*** PAGE EXTRACT
6. For these six accusations the debate was primarily factual: whether new Soviet ABM systems were mobile, whether the yields of underground tests exceeded the Threshold Test Ban Treaty limit, whether certain Soviet Bear bombers were dismantled, whether the "yellow rain" of Cambodia was Soviet-supplied toxins, whether chemical weapons were used in Afghanistan, and whether the 1979 anthrax outbreak in Sverdlovsk indicated a biological warfare facility there. Two of the issues were mainly semantic: whether the ban on "rapid" reloading of ABM interceptors proscribes a new Soviet system, and whether extensive encrypting of missile test telemetry "impedes" verification. Two further issues involved both factual and semantic uncertainties: whether the SS-25 intercontinental missile carried too high a "throwweight" and whether the SA-12 antiaircraft missile had ABM "potential." Two issues cannot be categorized as either semantic or evidential uncertainty: the first was the radar site then under construction at Krasnoyarsk which both the Arms Control Association and the Administration regarded as a violation, and the other was the concurrent operation of air and ABM defenses where the validity of the Reagan Administration's charge depended on the terms of a secret Soviet-American understanding.

7. The Soviet press and television have emphasized these points (and others) that involve factual questions about U.S. behaviour (dates refer to the Foreign Broadcast Information Service Daily Report, Soviet Union; other references are given by Duffy, 1988, and Koulik, 1991): violation of the Non-Proliferation Treaty by supplying nuclear materials to Israel (April 10, 1987); violation of the Biological Weapons Treaty (March 31, 1987); use of Minuteman missiles for antimissile purposes; transferring ABM components outside US territory. Other issues involve the meaning of treaty language: the Fylingdales and Greenland radar (April 7, 1987) where the meaning of permissible "modernization" is at issue, and the wide interpretation of Article V of the ABM Treaty, violation of confidentiality of the SCC. A further accusation, which the U.S. acknowledged as a deliberate choice, was the conversion B-52's to carry more cruise missiles than permitted by SALT II (Dec.8, 1986). Several other allegations fall into the category of "undermining," "circumventing" or acting "contrary to the spirit of" certain agreements, outside our categorization.
******
- [EXERCISE DESCRIPTION]:
Continue the passage on alleged arms control treaty violations, starting right after its last sentence. The data has nothing to do with the passage on arms control treaty violations.
*** DATA SECTION
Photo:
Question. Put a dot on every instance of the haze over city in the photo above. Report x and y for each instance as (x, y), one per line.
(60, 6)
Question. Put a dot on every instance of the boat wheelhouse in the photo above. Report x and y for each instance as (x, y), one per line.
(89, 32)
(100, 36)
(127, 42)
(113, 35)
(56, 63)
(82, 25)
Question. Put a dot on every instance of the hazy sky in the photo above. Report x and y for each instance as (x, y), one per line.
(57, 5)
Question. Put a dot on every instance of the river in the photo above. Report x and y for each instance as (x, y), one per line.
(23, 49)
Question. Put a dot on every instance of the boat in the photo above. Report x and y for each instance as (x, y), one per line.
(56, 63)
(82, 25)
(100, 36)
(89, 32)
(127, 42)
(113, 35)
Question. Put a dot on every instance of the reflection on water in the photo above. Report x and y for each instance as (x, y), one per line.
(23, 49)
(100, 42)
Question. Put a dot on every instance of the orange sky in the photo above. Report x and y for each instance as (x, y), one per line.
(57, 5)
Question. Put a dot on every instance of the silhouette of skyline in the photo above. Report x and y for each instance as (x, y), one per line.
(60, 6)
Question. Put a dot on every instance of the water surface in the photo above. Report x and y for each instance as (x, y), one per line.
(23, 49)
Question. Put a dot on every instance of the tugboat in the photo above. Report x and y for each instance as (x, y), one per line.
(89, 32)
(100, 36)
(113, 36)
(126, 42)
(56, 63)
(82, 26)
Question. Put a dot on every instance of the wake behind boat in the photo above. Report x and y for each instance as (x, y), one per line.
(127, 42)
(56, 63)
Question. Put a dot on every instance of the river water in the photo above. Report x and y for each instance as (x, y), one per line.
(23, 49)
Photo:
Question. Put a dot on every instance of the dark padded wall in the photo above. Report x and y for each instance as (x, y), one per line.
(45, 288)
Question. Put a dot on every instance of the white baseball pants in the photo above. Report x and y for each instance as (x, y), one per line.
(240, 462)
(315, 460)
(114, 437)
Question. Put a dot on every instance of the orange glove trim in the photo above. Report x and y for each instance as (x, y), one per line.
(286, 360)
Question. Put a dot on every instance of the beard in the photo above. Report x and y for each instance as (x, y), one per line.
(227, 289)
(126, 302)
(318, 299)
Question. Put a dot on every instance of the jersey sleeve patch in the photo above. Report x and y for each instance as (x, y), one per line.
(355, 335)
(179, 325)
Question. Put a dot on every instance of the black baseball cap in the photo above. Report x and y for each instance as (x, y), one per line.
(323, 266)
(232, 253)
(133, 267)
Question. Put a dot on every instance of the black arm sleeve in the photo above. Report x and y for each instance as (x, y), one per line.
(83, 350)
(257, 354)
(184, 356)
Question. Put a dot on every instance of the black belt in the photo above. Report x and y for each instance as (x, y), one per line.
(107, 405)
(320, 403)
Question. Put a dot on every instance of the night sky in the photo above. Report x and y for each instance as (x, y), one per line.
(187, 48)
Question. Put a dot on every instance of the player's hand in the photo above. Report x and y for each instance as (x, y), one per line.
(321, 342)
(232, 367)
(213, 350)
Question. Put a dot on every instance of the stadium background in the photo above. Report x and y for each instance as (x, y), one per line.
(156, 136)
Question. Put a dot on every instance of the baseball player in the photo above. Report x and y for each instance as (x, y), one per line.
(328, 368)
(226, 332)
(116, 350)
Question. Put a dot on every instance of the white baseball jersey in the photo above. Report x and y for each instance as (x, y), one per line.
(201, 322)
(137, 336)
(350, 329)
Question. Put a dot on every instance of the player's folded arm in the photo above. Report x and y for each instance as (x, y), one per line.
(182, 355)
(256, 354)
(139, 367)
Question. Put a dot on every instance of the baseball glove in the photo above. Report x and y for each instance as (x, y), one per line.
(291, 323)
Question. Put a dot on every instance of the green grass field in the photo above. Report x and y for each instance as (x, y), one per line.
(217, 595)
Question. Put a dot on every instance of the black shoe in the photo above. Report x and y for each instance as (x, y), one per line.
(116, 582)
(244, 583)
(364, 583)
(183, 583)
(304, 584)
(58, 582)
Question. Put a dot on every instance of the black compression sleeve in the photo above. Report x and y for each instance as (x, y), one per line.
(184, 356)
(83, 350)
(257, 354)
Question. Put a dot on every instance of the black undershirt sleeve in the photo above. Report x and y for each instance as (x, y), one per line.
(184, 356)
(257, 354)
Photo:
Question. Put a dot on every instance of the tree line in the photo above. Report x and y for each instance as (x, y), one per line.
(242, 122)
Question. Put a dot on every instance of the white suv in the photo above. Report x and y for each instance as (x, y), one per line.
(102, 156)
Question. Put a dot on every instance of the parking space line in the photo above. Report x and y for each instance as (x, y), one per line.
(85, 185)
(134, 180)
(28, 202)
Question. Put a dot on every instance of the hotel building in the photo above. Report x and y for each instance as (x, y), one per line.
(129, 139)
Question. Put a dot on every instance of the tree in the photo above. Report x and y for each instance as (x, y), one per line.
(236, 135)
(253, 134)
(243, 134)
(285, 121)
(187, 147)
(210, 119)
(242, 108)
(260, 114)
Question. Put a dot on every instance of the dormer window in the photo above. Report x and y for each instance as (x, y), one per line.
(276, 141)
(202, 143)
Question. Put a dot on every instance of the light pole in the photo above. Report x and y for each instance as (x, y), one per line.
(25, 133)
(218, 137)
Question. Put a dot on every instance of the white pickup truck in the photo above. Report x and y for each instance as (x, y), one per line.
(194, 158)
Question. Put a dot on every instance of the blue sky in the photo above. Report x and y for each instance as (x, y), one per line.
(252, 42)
******
- [ANSWER BOX]:
8. Models like Maschler's "price-leadership" model face the problem of threat credibility. They imply that the observing government names the threshold irrevocably before examining the evidence and therefore will sometimes accuse, even when evidence of violating is so low that the it does not believe the other has violated, and in fact expects greater benefit by remaining silent and preserving the treaty. If it can make this threat credible it will benefit from doing so, but a sensible actor would not deliberately do this unless there were some mechanism forcing it to keep its commitment. Unless the modeller can identify such a mechanism in the political world, it seems safer to do as the present model has done, to not assume the ability to precommit to actions which at a future time would be harmful to oneself.